* **What is required**
Report, as a number alone, how many lines below contain the string "like".

★ ★ ★

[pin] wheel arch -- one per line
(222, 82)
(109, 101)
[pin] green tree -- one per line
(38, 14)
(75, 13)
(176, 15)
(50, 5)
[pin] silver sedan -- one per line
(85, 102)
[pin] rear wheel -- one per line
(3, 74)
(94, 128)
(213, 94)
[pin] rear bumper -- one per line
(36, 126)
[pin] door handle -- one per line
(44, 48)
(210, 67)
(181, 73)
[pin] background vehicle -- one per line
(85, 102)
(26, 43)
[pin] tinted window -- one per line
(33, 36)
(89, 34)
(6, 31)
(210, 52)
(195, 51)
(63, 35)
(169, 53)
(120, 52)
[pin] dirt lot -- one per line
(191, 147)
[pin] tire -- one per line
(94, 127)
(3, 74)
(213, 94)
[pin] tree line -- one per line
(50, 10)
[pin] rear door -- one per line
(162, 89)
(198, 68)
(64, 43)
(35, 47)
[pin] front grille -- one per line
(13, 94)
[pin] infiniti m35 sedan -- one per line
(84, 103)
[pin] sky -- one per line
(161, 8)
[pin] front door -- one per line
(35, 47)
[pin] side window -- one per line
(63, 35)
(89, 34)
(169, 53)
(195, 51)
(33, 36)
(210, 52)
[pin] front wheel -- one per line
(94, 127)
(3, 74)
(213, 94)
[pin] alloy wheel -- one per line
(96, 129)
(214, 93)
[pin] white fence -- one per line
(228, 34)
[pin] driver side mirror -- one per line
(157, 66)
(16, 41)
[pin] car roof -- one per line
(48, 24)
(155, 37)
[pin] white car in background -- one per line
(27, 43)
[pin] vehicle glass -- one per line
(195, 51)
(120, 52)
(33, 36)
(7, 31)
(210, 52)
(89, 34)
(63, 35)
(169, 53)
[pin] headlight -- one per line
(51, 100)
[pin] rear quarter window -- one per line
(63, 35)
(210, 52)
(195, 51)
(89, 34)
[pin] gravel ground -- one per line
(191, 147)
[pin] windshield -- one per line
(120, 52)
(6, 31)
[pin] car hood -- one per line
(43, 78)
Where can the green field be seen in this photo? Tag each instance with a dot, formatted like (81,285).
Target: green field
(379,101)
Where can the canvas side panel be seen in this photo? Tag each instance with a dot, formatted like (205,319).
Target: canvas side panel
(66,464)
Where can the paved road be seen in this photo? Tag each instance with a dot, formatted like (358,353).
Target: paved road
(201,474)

★ ★ ★

* **Solution below**
3